# [EXTRACT]

An In Vitro Method for the Differentiation of Megakaryocytes and Platelet Formation


Transcript


Megakaryocytes are large, multinucleated cells that give rise to platelets, which are essential for blood coagulation.

To produce platelets in vitro, take a suspension culture of hematopoietic stem and progenitor cells, HSPCs, derived from human umbilical cord blood.

Add thrombopoietin, and incubate in physiological conditions. Thrombopoietin binds to its receptor on the HSPCs, triggering signaling events that lead to the differentiation of the HSPCs into immature megakaryocytes.

The immature cells undergo a maturation process to form matured megakaryocytes. The matured cells are large and contain cytoplasmic secretory granules. They possess a multilobed polyploid nucleus and an invaginated membrane system in the cytoplasm.

Matured megakaryocytes produce long, thin cytoplasmic extensions — proplatelets. The proplatelets — multiple platelet-sized swellings linked by thin cytoplasmic bridges — are released into the medium.

The cytoplasmic bridges break, causing the release of individual platelets. Centrifuge to obtain the platelets as a pellet. Discard the supernatant, and resuspend the pellet in a buffer containing adenosine diphosphate — for platelet activation — and fluorescently labeled antibodies — to identify the activated platelets.

Adenosine diphosphate binds to specific G-protein-coupled receptors on the platelets. The binding initiates a signaling cascade, leading to platelet activation. The activation induces intracellular signaling that activates an integrin complex on the platelet membrane. The fluorescently-labeled antibodies bind to the activated complex.

Analyze the cells using flow cytometry. The presence of an antibody-specific fluorescence signal indicates activated platelets.

# [DIRECTIONS]
(a) Answer these questions from the transcript:
(i) What cells make up the starting suspension culture, and what are they derived from?
(ii) What do proplatelets consist of?
(iii) What technique is used to analyze the cells at the end?
(b) Retype the part of the transcript starting with "Matured megakaryocytes produce" and going on through "into the medium.", keeping every word and punctuation mark unchanged.

Point-per-instance localization data:
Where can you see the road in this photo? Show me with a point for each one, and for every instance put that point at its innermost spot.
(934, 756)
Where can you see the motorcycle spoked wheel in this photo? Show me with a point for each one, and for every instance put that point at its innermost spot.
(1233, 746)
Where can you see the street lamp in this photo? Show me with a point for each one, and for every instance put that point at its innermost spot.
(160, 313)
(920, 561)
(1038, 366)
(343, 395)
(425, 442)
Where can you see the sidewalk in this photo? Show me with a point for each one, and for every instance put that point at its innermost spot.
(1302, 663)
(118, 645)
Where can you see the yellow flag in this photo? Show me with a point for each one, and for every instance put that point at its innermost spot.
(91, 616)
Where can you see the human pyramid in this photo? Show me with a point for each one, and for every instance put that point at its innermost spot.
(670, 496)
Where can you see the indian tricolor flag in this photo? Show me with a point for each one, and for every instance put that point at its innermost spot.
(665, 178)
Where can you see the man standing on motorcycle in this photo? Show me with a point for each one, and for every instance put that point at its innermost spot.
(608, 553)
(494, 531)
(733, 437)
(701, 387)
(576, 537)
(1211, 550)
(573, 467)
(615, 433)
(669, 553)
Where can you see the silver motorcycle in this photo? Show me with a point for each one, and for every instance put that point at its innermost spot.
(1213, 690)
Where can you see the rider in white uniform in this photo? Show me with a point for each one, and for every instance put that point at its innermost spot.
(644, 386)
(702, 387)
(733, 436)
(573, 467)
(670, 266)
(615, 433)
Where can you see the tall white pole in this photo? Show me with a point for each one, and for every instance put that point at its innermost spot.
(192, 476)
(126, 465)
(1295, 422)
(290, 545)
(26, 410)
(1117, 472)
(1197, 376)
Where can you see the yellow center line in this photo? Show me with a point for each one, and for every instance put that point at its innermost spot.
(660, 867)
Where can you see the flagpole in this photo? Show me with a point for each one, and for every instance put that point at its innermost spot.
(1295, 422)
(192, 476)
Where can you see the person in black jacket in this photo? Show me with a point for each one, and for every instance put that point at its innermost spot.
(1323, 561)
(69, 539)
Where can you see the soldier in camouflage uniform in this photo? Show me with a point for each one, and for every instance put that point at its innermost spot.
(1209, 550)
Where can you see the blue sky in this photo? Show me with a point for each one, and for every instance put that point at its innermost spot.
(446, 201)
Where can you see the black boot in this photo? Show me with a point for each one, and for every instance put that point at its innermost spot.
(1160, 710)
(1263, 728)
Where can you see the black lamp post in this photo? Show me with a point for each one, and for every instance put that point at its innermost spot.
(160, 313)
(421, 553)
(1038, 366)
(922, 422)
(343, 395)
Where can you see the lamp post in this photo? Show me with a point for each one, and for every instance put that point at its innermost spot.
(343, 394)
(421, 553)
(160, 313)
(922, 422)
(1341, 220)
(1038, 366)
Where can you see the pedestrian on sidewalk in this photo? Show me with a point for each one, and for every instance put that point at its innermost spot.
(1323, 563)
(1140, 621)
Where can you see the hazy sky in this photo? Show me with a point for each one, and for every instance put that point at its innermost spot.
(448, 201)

# [OUTPUTS BY TASK]
(a)
(i) Hematopoietic stem and progenitor cells (HSPCs) derived from human umbilical cord blood.
(ii) Multiple platelet-sized swellings linked by thin cytoplasmic bridges.
(iii) Flow cytometry.

(b)
Matured megakaryocytes produce long, thin cytoplasmic extensions — proplatelets. The proplatelets — multiple platelet-sized swellings linked by thin cytoplasmic bridges — are released into the medium.